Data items
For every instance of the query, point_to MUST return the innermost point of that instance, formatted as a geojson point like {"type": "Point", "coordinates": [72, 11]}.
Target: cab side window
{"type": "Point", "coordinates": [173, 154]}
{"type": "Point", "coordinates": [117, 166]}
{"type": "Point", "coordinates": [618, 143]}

Work to be completed: Return each entry without altering a single word.

Response to this exercise:
For every instance of the query, point_to MUST return the innermost point of that instance, formatted as a geojson point like {"type": "Point", "coordinates": [72, 11]}.
Target: cab side window
{"type": "Point", "coordinates": [173, 154]}
{"type": "Point", "coordinates": [117, 166]}
{"type": "Point", "coordinates": [618, 143]}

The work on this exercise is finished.